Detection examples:
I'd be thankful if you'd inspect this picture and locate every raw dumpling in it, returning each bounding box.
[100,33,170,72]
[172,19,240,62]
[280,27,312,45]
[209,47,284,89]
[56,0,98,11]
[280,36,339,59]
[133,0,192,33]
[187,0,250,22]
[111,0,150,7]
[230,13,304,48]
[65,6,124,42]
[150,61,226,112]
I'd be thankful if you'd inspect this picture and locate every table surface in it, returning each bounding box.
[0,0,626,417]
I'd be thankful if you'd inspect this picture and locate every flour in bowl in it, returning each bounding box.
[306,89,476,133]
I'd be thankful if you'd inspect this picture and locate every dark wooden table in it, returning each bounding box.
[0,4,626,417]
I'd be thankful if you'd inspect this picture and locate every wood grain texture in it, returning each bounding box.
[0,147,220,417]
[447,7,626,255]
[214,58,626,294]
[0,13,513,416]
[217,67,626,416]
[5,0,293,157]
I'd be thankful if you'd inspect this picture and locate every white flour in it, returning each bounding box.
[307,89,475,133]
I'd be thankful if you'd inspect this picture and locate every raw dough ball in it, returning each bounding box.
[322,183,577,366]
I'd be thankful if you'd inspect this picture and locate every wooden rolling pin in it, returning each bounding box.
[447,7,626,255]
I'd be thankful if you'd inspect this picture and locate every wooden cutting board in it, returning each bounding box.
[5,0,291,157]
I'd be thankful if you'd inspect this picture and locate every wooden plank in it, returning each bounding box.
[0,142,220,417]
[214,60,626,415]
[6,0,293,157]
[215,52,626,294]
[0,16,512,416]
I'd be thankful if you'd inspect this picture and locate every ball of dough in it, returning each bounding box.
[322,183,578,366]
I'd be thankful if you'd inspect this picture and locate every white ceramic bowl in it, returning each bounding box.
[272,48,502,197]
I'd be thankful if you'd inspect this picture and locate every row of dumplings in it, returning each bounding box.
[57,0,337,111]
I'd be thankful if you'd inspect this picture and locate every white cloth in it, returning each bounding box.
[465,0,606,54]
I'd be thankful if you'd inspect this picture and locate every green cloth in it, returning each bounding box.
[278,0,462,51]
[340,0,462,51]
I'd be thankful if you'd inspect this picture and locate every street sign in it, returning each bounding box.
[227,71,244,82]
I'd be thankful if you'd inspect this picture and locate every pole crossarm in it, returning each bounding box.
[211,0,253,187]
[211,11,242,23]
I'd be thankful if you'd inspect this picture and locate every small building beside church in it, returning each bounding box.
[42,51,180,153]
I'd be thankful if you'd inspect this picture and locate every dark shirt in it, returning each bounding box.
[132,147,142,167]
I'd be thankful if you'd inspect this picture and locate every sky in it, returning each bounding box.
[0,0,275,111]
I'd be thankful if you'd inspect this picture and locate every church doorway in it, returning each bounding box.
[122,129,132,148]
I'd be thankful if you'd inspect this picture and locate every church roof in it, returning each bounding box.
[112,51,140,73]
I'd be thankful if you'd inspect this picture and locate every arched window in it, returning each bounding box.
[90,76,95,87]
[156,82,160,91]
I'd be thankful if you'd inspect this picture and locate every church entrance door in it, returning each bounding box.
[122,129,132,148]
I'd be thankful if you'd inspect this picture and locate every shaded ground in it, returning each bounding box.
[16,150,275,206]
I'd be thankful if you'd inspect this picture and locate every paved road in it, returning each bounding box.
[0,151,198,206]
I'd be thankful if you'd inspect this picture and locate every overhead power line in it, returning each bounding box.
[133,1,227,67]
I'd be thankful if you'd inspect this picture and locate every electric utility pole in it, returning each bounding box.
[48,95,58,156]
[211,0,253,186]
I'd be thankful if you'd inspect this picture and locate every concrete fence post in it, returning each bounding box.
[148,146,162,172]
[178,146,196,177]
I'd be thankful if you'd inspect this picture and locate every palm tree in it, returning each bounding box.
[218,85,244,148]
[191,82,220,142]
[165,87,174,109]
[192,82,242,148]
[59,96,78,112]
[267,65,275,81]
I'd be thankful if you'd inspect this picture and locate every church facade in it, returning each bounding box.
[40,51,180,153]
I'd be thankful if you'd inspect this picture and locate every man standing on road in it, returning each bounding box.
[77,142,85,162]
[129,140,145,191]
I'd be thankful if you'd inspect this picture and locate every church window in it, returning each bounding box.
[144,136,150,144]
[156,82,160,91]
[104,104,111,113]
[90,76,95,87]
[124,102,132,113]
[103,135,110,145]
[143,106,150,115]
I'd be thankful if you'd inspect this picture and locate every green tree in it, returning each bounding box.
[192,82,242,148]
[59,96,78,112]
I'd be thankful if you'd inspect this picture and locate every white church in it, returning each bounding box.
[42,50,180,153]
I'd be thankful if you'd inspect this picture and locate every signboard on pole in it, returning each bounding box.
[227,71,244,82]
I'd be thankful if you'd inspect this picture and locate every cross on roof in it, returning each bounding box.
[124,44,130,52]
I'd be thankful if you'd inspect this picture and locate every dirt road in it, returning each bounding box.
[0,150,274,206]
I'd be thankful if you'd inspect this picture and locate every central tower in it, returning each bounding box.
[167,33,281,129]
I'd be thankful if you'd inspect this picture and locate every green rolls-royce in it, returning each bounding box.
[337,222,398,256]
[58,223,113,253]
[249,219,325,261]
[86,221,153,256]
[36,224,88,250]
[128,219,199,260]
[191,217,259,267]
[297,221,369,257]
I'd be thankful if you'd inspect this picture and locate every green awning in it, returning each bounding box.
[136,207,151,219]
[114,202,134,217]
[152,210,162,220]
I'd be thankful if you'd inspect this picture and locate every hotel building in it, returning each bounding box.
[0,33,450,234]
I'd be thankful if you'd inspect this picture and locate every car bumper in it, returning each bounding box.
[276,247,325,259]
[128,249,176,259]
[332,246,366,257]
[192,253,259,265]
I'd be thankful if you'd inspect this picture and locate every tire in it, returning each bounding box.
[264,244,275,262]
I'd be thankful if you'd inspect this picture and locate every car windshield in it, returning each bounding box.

Short exercise
Reproduce each of the records above verbatim, leaving every character unchanged.

Task solution
I'd be thankful if you'd inspect this picture and locate every raw dumpling in it, returning each bounding box.
[100,33,170,72]
[172,19,240,62]
[280,27,312,45]
[209,47,284,89]
[56,0,98,11]
[280,36,339,59]
[133,0,192,33]
[187,0,250,22]
[111,0,150,7]
[230,13,304,48]
[65,6,124,42]
[150,61,226,112]
I'd be thankful if you'd inspect this picture and locate every table surface in it, returning each bounding box.
[0,0,626,417]
I'd be thankful if you'd inspect this picture and locate every flour in bowl in it, returning each bounding box.
[306,89,476,133]
I'd be thankful if you'd inspect this picture and locate every dark wooden table in it, returning each bounding box.
[0,4,626,417]
I'd be thankful if you'd inspect this picture and locate every wood grain texture in it, returning each bounding box.
[0,147,220,417]
[447,7,626,255]
[214,58,626,294]
[0,13,513,416]
[217,67,626,416]
[5,0,293,157]
I'd be thankful if you'd inspect this picture and locate every white flour in it, returning each bounding box.
[307,89,475,133]
I'd be thankful if you'd inspect this picture and locate every raw dough ball in it, returning each bounding box.
[322,183,577,366]
I'd be thankful if you'd inspect this picture and locate every wooden rolling pin in it, returning each bounding box.
[447,7,626,255]
I'd be thankful if you'd inspect this picture and locate every wooden cutting board in it, returning each bounding box.
[5,0,291,157]
I'd be thankful if you'd inspect this picture and locate every wooden plank in it, returning each bounding box.
[0,142,220,417]
[214,60,626,415]
[6,0,293,157]
[215,52,626,294]
[0,16,512,416]
I'd be thankful if you'd inspect this picture and locate every ball of dough in it, returning each bounding box.
[322,183,578,366]
I'd be thankful if you'd inspect this picture and locate every white ceramic bowl in it, returning each bounding box.
[272,48,502,197]
I'd be thankful if you'd inspect this picture and locate every row of dumplings in it, returning each bounding box.
[57,0,337,111]
I'd be thankful if you'd inspect this picture and locate every white cloth in it, returning each bounding box.
[465,0,606,54]
I'd be thankful if you'd inspect this picture and locate every green cloth in it, returning each bounding box.
[278,0,462,51]
[340,0,462,51]
I'd be thankful if you'd inspect this picture and locate every street sign in it, returning each bounding box.
[227,71,244,82]
I'd be thankful if you'd inspect this picture and locate every pole crossarm in it, returning each bounding box.
[211,0,253,187]
[211,11,242,23]
I'd be thankful if you'd inspect this picture and locate every small building beside church in it, returning each bounding box.
[42,51,180,153]
I'd be thankful if you'd inspect this picture and locate every dark shirt in it, returning each bounding box.
[132,147,142,167]
I'd be thankful if you'd inspect this picture and locate every sky in it, returning each bounding box.
[0,0,275,111]
I'd be thankful if you'd inspect this picture and locate every church doorway in it, returning each bounding box.
[122,129,132,148]
I'd be thankful if you'd inspect this picture and locate every church roof in it, returning each bounding box.
[112,51,140,73]
I'd be thankful if you'd inspect this picture and locate every arched window in it, returning each bounding box.
[90,76,95,87]
[156,82,160,91]
I'd be thankful if you'd inspect this picture and locate every church entrance door in it, returning each bounding box.
[122,129,132,148]
I'd be thankful if you'd inspect this picture and locate every shaded ground in it, returning each bounding box.
[16,150,275,206]
I'd be thankful if you'd inspect this picture and locate every paved road in it, returning each bounding box.
[0,151,198,206]
I'd be thankful if you'd inspect this picture and locate every overhead power line in it, returning each bounding box.
[133,1,227,67]
I'd be thankful if you'd inspect this picture and locate every electric utility pole in it, returning each bounding box.
[48,95,58,156]
[211,0,253,186]
I'd be thankful if you'd inspect this picture and locate every concrete fence post in it, returning each bounding box.
[148,146,162,172]
[178,146,196,177]
I'd be thankful if you'd inspect this picture and locate every palm tree in it, returning each bounding box.
[218,85,244,148]
[191,82,220,142]
[165,87,174,109]
[192,82,242,148]
[59,96,78,112]
[267,65,275,81]
I'd be thankful if you'd inspect this picture and locate every church facade in it, returning each bounding box.
[40,51,180,153]
I'd be thankful if you'd inspect this picture and locate every man standing on road in it, returning each bounding box.
[77,142,85,162]
[129,140,145,191]
I'd be thankful if you'd inspect this picture and locate every church window in it, returning each bounding box.
[144,136,150,144]
[156,82,160,91]
[104,104,111,113]
[90,76,95,87]
[124,102,132,113]
[103,135,110,145]
[143,106,150,115]
I'd be thankful if you'd inspect this picture and locate every green tree in it, returning each bounding box.
[192,82,242,148]
[59,96,78,112]
I'd be thankful if you'd inspect this picture and locate every white church in it, returning each bounding box.
[42,50,180,153]
I'd be thankful if you'd inspect this picture and locate every signboard on pole in it, returning each bounding box.
[227,71,244,82]
I'd be thankful if you'd inspect this picture and locate every cross on roof in it, returning each bounding box.
[124,44,130,52]
I'd be thankful if you'd inspect this picture and locate every dirt road in it, returning each bounding box.
[0,150,274,206]
I'd be thankful if you'd inspect this picture and locate every central tower in it, returning each bounding box.
[167,33,281,129]
I'd be thankful if you'd inspect this picture and locate every green rolls-royce in it, returning each bounding box.
[337,222,398,256]
[58,223,113,253]
[249,219,325,261]
[86,221,153,256]
[36,224,88,250]
[128,219,199,260]
[191,217,259,267]
[297,221,369,257]
I'd be thankful if you'd inspect this picture and locate every green awning in it, returning each bounding box.
[136,207,151,219]
[114,202,134,217]
[152,210,162,220]
I'd be thankful if you'd inspect this picture and locate every hotel building in it, returning each bounding box.
[0,33,450,234]
I'd be thankful if you'd inspect this picture and locate every car bumper in it, returning each bounding box.
[276,247,325,259]
[128,249,176,259]
[332,246,366,257]
[192,253,259,265]
I'd be thankful if you'd inspect this picture and locate every tire in it, returning each bounding box.
[264,244,275,262]
I'd be thankful if you'd inspect this picture and locate every car windshield in it, returning each bounding box.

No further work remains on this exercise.